▸ PROBLEMS AND TASKS:
1. In the excerpt about MJ, copy the stretch from "Her next move" through "got the job.".
2. According to the excerpt about MJ, what was her major when she graduated from UT?
3. Name every city mentioned in the excerpt about MJ.

─── EXCERPT

After three years at the bank, she moved back eastward to Chicago to work at the big, beautiful Marshall Field Department Store downtown. A fringe benefit was a parttime moonlight job as usher at the Blackstone Theater which featured stage plays and musicals.

Her next move was to St. Louis to work at a hospital and surgical equipment company. Then another sister Kitty, who had moved to Austin with her University of Texas student husband, urged her to get something that had been missing—a UT Education. MJ took a train for Austin in May, enrolled in Home Economics at UT in September of 1953, and graduated in 1957 with a major in clothing, textiles, and design.

To pay all of her UT costs and living expenses, she applied for waitress work at the Night Hawk on the Drag. “No waitress experience but a fast learner and hard worker” she told Manager Giles Spillar and got the job.

──────
─── DATASET ENTRIES

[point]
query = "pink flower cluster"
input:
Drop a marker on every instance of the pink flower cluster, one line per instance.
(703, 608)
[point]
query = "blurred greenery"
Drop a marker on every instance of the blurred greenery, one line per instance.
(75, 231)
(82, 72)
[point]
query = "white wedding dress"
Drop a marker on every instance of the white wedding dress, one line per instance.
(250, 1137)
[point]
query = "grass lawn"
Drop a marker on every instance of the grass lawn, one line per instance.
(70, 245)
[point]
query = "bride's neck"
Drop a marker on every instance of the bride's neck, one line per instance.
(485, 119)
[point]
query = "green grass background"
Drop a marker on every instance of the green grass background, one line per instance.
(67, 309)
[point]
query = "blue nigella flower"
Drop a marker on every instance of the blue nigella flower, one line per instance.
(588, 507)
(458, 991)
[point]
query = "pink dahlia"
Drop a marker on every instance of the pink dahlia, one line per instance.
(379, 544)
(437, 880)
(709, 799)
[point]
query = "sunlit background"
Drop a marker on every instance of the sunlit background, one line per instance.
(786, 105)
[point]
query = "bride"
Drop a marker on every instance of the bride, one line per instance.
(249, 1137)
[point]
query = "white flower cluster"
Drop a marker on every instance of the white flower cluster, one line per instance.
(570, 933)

──────
─── DATASET ENTRIES

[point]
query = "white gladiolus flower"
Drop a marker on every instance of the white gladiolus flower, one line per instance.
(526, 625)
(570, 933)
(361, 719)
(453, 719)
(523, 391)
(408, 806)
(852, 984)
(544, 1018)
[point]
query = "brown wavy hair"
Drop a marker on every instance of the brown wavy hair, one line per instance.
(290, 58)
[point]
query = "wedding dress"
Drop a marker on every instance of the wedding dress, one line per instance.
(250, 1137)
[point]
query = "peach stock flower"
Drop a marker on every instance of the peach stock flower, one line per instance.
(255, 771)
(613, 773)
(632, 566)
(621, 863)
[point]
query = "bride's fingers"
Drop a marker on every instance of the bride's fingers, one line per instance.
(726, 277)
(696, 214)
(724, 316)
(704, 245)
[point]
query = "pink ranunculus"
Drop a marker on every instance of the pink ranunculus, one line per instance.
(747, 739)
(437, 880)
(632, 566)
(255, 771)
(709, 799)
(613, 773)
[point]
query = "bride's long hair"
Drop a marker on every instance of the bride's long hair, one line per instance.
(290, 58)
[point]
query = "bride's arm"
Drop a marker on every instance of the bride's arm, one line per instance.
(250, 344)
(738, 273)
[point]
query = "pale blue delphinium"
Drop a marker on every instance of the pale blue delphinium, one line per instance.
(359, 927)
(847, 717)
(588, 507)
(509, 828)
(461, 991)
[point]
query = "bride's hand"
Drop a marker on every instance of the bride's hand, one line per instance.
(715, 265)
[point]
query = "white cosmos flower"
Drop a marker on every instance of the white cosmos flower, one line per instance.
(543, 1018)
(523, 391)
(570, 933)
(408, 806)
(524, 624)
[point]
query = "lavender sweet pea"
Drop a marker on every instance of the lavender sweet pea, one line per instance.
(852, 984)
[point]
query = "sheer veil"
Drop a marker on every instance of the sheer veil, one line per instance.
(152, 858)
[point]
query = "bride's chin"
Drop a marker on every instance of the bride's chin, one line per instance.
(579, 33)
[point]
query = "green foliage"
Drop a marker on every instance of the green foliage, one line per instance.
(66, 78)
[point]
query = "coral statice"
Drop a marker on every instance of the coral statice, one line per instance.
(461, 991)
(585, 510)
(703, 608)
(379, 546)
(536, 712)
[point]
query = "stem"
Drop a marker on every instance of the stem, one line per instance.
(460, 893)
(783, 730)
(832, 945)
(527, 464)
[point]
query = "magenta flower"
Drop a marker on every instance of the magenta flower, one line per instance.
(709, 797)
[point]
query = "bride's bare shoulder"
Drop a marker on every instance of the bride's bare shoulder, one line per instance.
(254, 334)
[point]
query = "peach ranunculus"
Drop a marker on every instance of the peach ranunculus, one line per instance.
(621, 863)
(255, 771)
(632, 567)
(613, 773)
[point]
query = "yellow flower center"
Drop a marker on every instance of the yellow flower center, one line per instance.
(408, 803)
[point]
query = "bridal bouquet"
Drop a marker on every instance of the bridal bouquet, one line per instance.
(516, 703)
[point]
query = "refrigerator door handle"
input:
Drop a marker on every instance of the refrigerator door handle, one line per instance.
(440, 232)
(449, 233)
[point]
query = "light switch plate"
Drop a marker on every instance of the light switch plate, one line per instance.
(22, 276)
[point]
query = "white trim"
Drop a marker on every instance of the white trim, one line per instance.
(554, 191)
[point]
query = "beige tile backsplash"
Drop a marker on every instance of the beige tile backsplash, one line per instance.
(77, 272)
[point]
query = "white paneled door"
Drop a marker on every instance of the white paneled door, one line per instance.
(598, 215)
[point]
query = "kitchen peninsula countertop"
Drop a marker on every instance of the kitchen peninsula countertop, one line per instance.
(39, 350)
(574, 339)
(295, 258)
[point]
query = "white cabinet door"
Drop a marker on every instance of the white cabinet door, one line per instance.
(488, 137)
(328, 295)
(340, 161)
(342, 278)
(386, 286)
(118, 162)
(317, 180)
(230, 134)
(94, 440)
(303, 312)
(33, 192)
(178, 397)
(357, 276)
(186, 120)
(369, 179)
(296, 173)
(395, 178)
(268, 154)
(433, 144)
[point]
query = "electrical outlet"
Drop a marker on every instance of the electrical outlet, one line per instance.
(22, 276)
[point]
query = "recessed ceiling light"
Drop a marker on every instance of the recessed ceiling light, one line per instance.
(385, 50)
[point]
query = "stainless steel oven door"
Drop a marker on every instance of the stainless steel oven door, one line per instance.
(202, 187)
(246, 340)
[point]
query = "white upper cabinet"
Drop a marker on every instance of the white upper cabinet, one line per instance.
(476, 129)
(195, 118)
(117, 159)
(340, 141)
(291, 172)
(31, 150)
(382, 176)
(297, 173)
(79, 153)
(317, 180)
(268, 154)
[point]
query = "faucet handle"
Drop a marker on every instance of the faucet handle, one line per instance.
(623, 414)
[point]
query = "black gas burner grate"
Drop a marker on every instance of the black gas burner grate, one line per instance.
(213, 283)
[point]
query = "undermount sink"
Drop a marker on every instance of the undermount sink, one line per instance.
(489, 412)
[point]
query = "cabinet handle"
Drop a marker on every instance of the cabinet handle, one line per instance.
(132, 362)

──────
─── DATASET ENTRIES

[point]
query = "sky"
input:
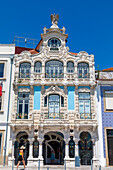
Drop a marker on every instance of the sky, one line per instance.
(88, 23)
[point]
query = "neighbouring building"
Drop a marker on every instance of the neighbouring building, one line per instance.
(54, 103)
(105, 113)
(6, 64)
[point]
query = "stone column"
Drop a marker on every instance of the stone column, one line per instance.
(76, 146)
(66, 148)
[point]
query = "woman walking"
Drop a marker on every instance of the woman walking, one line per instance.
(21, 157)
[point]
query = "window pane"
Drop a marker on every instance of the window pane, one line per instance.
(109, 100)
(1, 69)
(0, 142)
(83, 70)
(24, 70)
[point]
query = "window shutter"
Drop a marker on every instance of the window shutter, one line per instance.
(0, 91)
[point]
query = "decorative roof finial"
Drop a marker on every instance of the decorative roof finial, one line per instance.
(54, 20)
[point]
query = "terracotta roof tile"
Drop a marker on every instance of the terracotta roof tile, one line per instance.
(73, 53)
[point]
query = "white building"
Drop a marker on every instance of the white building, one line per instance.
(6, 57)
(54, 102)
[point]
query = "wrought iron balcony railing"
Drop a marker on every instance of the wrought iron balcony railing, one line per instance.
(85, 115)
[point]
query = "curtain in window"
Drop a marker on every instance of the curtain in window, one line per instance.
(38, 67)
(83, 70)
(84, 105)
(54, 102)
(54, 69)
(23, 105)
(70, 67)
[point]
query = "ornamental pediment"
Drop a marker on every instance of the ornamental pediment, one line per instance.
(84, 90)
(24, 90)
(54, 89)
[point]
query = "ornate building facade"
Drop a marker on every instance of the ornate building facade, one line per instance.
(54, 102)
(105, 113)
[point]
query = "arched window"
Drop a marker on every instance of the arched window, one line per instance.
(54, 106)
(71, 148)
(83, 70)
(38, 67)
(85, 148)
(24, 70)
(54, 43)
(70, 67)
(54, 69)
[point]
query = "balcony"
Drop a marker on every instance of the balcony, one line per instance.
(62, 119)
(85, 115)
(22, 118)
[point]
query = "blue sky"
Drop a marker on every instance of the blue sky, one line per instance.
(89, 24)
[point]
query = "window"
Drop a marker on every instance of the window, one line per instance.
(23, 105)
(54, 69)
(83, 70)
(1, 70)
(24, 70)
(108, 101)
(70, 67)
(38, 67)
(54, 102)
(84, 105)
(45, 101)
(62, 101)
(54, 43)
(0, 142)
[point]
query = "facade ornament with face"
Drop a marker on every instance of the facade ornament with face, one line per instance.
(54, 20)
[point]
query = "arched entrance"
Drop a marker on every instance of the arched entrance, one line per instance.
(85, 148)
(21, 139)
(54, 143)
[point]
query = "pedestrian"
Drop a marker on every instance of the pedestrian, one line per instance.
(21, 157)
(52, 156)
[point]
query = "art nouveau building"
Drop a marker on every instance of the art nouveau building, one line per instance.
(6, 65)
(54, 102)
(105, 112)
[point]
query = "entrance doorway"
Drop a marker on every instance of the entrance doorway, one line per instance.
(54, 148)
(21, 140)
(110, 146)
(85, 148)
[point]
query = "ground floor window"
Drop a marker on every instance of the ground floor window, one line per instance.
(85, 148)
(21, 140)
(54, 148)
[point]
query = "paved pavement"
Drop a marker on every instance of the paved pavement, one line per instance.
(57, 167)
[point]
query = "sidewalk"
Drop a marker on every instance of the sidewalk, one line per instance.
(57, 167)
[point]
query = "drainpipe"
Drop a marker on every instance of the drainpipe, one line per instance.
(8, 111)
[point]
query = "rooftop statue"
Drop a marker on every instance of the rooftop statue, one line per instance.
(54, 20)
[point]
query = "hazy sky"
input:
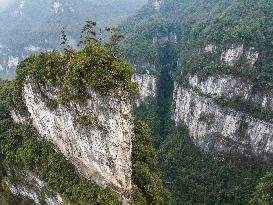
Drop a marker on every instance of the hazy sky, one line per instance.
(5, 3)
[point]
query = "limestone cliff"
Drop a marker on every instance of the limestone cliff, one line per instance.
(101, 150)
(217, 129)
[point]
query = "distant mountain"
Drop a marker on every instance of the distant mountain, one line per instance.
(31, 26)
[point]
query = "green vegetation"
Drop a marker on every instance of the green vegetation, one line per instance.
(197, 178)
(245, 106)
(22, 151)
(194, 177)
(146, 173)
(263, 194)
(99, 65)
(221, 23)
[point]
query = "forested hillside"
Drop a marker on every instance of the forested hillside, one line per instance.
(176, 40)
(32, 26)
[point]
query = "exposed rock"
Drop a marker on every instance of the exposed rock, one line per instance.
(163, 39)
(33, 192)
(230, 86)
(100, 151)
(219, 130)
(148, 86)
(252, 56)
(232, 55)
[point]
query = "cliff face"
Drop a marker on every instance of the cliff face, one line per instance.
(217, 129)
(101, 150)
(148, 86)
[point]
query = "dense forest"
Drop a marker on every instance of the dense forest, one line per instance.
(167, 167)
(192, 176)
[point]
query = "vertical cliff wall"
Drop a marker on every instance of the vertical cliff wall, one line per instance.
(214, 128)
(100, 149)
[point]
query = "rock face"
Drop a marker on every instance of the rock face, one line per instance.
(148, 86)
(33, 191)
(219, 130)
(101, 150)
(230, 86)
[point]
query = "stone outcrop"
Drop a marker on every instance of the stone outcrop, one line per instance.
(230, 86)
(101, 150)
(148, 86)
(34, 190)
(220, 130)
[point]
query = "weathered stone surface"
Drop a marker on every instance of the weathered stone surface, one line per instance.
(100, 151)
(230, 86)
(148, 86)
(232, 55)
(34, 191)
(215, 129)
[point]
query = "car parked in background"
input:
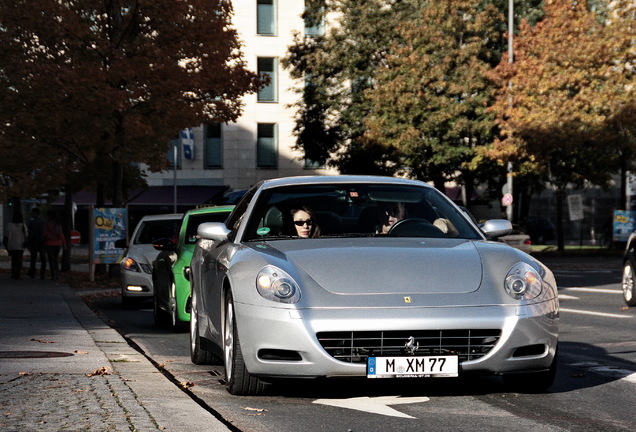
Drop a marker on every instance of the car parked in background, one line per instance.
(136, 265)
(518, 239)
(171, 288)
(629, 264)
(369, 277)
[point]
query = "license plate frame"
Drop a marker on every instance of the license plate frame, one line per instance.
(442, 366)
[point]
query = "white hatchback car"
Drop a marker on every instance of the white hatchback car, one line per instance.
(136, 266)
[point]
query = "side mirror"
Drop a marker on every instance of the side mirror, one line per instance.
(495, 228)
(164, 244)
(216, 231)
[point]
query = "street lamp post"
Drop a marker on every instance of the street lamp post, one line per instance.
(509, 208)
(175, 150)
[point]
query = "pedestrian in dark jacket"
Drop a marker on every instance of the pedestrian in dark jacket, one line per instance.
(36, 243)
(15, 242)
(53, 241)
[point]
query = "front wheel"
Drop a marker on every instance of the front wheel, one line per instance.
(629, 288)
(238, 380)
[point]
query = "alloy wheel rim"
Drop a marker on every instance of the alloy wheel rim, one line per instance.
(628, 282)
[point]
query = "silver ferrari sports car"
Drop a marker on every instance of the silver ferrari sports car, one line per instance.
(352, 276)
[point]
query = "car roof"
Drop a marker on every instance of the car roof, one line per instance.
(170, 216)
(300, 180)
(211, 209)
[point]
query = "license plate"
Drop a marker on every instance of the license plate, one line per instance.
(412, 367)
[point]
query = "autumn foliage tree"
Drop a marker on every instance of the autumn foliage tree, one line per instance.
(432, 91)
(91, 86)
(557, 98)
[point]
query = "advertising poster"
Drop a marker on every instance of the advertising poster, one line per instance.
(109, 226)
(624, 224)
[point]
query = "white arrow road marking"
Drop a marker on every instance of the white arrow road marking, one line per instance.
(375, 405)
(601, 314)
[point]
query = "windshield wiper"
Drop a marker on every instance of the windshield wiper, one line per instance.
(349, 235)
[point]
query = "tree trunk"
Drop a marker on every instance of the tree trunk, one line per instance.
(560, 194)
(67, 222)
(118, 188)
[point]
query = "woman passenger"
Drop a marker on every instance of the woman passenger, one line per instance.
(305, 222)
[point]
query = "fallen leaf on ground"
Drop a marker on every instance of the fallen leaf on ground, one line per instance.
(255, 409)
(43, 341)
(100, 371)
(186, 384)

──────

▸ YOUR RESPONSES:
1.
Her next move was to St. Louis to work at a hospital and surgical equipment company. Then another sister Kitty, who had moved to Austin with her University of Texas student husband, urged her to get something that had been missing—a UT Education. MJ took a train for Austin in May, enrolled in Home Economics at UT in September of 1953, and graduated in 1957 with a major in clothing, textiles, and design.

To pay all of her UT costs and living expenses, she applied for waitress work at the Night Hawk on the Drag. “No waitress experience but a fast learner and hard worker” she told Manager Giles Spillar and got the job.

2. Clothing, textiles, and design.

3. Chicago, St. Louis, Austin